>>
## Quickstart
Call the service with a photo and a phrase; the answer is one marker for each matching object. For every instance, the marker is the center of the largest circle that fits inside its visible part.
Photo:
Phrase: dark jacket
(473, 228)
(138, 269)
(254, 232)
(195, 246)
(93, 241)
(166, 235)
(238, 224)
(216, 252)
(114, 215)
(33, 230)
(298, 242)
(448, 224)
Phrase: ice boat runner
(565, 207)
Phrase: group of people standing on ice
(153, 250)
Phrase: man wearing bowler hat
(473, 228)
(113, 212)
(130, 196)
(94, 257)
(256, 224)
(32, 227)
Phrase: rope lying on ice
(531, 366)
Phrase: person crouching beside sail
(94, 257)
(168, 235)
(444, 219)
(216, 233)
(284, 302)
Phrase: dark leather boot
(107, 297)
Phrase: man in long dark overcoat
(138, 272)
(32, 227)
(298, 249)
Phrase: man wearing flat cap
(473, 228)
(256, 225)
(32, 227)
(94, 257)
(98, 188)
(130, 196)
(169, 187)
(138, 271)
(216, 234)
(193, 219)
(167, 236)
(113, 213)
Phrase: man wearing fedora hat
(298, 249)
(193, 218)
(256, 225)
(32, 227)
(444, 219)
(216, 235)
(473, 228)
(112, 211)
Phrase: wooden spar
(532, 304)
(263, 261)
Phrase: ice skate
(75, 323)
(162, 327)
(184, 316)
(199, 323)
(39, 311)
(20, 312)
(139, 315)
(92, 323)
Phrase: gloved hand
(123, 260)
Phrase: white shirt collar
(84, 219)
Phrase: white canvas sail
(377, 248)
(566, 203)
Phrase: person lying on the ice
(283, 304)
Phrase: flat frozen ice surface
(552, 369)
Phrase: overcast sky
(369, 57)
<<
## WHAT IS NEEDED
Nothing should be altered. Set down all the data again.

## EXERCISE RESPONSE
## Quickstart
Call the service with a photo and a phrase; the answer is one marker for each matching object. For every instance, the marker is the center of the largest circle that fits inside its visible part.
Photo:
Phrase: dark jacket
(473, 228)
(138, 269)
(254, 232)
(195, 246)
(93, 241)
(166, 235)
(238, 224)
(216, 252)
(114, 215)
(33, 230)
(298, 242)
(448, 224)
Phrase: ice boat runner
(565, 207)
Phrase: group of people standing on ice
(153, 250)
Phrase: man wearing bowler hat
(473, 228)
(113, 212)
(130, 196)
(94, 257)
(256, 224)
(32, 227)
Phrase: rope lying on ice
(531, 366)
Phrase: person crouching beside sail
(94, 257)
(168, 235)
(444, 219)
(216, 233)
(284, 302)
Phrase: dark leather boot
(107, 297)
Phrase: man in long dark overcoat
(138, 272)
(32, 227)
(298, 249)
Phrase: man wearing flat cap
(473, 228)
(256, 225)
(32, 227)
(94, 257)
(98, 188)
(130, 196)
(169, 187)
(138, 271)
(216, 234)
(193, 219)
(167, 236)
(113, 213)
Phrase: man wearing fedora hat
(298, 249)
(193, 218)
(256, 225)
(32, 227)
(444, 219)
(216, 235)
(473, 228)
(112, 211)
Phrase: wooden spar
(532, 304)
(263, 261)
Phrase: ice skate
(75, 323)
(162, 327)
(184, 316)
(199, 323)
(39, 311)
(20, 312)
(139, 315)
(92, 323)
Phrase: gloved hand
(123, 260)
Phrase: white shirt collar
(84, 219)
Phrase: white canvas sail
(377, 248)
(566, 203)
Phrase: person lying on the ice
(283, 304)
Phrase: flat frozen ice surface
(552, 369)
Phrase: overcast sky
(369, 57)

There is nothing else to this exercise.